# Supplied passage
Begin

UFS(2) portable driver for other OS

CeDeROM cederom at tlen.pl
Fri Jan 31 14:53:52 UTC 2014


On Fri, Jan 31, 2014 at 3:06 PM, Polytropon <freebsd at edvax.de> wrote:
> On Fri, 31 Jan 2014 14:41:13 +0100, CeDeROM wrote:
>> Hello :-)
>>
>> Some time ago I have definitely moved from EXT2 to UFS2. This greatly
>> improved my speed and stability on FreeBSD, but I somehow lost access
>> and portability for other OS in "native" read-write mode.
>
> The lowest common denominator is msdosfs (DOS FAT) which is
> usable in r/w nearly everywhere. If you require long file
> names, you need the 16 bit version.

Hey Polytropon :-) I need large files over 4GB and some existing
access riight not to be modified so FAT does not apply, also extFAT is
patented so I wont give it even a try...


> The _most universal_ file system isn't even a file system.
> Instead, it's tar. Yes, really: "tar-formatted" media can
> (..)
> It's good for transfer from A to B, but not for adding,
> changing or removing files...

End

# Given records
Begin

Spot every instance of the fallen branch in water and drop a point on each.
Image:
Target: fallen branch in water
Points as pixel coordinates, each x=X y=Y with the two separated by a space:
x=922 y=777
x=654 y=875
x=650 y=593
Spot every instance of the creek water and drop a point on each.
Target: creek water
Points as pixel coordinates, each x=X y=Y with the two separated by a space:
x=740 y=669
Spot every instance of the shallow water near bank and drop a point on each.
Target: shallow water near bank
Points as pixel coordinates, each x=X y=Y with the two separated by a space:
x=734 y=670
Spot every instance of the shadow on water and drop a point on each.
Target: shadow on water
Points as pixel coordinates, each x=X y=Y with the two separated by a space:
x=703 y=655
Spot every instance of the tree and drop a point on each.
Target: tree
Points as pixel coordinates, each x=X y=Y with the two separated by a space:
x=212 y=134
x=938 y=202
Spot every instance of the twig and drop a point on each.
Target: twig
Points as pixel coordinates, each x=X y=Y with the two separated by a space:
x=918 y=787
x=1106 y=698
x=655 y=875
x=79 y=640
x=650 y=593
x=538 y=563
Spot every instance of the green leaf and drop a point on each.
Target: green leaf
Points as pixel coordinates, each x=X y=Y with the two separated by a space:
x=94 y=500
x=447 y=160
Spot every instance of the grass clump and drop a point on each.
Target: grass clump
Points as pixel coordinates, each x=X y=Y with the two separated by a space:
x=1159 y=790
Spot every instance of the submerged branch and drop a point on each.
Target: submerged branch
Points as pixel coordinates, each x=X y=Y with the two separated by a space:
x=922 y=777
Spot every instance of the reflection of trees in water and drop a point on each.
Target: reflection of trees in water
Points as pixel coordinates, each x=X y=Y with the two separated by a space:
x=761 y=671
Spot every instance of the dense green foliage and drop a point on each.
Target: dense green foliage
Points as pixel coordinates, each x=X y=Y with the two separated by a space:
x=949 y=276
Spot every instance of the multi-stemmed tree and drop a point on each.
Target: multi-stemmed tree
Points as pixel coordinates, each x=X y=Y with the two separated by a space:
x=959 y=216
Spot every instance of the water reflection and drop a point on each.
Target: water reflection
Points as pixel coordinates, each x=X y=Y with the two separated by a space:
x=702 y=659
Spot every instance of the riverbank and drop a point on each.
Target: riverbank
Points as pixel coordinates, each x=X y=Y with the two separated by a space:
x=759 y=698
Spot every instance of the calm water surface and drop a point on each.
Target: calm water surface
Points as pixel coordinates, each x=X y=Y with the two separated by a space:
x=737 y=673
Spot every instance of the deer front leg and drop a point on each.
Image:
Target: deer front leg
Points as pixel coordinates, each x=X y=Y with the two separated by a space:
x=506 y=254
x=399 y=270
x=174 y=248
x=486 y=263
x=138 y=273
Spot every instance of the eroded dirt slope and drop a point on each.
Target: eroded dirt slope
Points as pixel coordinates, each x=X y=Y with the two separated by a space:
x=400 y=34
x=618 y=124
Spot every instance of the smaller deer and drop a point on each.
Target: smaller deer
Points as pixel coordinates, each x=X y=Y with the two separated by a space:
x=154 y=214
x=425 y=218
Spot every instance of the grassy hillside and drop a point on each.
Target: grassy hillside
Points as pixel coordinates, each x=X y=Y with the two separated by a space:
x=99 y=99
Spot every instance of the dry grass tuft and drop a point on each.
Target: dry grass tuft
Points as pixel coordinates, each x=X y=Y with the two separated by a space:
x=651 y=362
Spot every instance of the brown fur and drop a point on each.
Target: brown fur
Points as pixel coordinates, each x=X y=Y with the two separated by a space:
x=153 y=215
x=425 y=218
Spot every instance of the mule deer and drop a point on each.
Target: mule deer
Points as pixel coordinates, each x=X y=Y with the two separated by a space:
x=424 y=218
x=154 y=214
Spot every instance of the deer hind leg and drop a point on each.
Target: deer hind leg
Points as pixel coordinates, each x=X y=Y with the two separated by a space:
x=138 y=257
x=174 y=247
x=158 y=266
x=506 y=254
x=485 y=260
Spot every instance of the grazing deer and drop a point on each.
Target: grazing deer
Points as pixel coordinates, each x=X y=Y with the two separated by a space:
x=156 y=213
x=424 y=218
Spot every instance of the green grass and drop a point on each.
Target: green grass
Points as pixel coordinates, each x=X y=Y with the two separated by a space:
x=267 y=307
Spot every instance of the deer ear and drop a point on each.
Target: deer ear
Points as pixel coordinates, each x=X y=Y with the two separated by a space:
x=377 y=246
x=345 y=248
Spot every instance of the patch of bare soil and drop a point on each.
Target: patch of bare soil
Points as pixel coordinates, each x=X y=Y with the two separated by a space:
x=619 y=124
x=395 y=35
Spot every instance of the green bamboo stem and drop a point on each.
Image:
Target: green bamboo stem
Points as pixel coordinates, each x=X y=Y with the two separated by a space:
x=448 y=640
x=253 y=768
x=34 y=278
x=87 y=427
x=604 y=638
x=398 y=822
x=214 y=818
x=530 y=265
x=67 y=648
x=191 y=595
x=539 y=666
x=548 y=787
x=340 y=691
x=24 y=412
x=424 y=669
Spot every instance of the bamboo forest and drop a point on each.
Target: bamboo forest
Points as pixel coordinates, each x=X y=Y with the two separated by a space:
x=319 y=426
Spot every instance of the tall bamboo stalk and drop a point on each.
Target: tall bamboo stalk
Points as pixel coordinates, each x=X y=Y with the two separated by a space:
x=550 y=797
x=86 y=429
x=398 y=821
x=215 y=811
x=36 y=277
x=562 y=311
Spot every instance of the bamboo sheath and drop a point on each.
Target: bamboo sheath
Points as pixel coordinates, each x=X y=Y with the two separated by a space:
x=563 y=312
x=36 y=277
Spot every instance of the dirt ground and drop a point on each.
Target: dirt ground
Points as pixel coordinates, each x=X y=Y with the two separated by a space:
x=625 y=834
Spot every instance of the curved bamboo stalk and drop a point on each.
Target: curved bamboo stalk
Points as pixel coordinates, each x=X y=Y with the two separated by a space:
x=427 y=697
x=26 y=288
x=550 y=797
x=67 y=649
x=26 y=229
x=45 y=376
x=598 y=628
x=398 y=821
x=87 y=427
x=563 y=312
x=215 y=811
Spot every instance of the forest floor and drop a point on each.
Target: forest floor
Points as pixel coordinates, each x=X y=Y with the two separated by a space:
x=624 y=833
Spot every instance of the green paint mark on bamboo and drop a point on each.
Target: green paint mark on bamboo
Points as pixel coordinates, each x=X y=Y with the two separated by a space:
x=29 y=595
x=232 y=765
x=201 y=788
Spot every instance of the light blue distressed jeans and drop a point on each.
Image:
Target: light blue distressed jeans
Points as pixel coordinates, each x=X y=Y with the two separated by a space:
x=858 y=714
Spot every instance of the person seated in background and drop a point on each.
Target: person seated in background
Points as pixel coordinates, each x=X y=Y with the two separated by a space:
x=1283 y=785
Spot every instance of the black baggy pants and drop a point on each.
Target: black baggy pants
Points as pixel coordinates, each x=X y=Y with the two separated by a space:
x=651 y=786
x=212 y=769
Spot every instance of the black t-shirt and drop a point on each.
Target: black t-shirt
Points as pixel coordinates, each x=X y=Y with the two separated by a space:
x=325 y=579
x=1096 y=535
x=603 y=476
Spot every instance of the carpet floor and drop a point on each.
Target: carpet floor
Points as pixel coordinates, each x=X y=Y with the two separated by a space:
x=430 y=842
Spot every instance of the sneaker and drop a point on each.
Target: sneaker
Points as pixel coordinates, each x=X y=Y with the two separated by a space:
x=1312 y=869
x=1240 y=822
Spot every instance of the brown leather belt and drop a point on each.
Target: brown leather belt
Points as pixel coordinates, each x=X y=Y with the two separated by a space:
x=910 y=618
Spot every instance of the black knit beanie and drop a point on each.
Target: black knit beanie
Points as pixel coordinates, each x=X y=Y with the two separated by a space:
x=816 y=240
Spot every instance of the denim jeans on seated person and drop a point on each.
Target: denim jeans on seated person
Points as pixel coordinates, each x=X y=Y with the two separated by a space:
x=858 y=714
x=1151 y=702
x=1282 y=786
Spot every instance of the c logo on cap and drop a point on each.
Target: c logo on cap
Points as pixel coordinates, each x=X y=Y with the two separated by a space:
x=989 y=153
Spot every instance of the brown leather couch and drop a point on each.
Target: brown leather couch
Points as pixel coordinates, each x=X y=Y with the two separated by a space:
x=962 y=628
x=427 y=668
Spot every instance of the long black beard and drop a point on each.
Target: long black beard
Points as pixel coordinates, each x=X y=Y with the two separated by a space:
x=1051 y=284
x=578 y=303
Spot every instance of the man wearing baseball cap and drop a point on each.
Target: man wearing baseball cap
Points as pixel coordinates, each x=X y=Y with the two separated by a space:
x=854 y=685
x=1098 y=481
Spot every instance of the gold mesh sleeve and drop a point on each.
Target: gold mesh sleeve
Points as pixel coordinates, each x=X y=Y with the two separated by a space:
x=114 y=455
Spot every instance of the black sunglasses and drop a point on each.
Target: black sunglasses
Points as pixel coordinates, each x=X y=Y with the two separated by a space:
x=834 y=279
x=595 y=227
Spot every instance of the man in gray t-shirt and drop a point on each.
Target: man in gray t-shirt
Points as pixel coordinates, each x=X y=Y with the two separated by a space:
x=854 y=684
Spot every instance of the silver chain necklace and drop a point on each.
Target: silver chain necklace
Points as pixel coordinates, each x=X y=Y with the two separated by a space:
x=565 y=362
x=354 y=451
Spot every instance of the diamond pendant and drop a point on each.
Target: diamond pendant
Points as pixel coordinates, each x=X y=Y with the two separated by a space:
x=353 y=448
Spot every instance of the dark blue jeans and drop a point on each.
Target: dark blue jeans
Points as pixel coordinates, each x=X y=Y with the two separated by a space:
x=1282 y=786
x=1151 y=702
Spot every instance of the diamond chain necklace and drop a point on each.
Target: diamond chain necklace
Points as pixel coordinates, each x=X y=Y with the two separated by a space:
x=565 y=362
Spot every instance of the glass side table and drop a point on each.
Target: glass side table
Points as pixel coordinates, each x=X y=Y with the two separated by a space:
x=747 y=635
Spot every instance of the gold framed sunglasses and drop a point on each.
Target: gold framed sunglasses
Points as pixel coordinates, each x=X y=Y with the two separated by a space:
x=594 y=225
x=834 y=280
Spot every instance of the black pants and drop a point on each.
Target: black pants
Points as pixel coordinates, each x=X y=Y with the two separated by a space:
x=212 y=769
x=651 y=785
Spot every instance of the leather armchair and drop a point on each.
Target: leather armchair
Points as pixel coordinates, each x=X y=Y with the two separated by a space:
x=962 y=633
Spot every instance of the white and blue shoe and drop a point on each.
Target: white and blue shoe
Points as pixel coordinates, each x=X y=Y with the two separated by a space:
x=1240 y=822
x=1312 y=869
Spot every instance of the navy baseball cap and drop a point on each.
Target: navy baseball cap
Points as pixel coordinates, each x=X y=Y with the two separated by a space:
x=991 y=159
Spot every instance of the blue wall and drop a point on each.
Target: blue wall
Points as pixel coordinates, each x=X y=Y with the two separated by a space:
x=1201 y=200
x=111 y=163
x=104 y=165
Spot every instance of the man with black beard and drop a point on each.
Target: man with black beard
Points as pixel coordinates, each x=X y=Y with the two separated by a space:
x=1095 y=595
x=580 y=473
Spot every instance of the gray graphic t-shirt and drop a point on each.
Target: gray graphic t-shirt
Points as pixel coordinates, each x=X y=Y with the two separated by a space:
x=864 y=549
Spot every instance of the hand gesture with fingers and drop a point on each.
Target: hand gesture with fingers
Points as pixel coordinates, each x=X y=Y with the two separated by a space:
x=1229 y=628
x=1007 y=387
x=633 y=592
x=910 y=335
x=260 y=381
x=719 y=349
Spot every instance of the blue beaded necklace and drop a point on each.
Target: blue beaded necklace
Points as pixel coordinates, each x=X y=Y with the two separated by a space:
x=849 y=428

End

# Set of tasks
A) Quote the UFS2 mailing-list post word for word between "Hey Polytropon :-)" and "even a try...", inclusive.
B) Continue the UFS2 mailing-list post from the point where it stops.
These lines have no connection to the UFS2 mailing-list post.

# Outputs by task
A)
Hey Polytropon :-) I need large files over 4GB and some existing
access riight not to be modified so FAT does not apply, also extFAT is
patented so I wont give it even a try...

B)
For archives maybe yes, but I need it as live r/w filesystem, just
like I used EXT2 - lets say three small OS partitions and one large
data partition on the workstation :-)

>> I am sure
>> there is already such solution, as fs standard is open and BSD
>> licensed, so other OS would surely benefit from that support/driver
>> :-)
>
> No, something like that doesn't exist because nobody cares
> about interoperability of data. :-)

How about UFS2 driver for other OS? Is UFS2 endianness sensitive? Even
if, on one machine that would not be the problem :-)

Did anyone implement public UFS2 driver for other OS (Windows, Linux)?

Best regards :-)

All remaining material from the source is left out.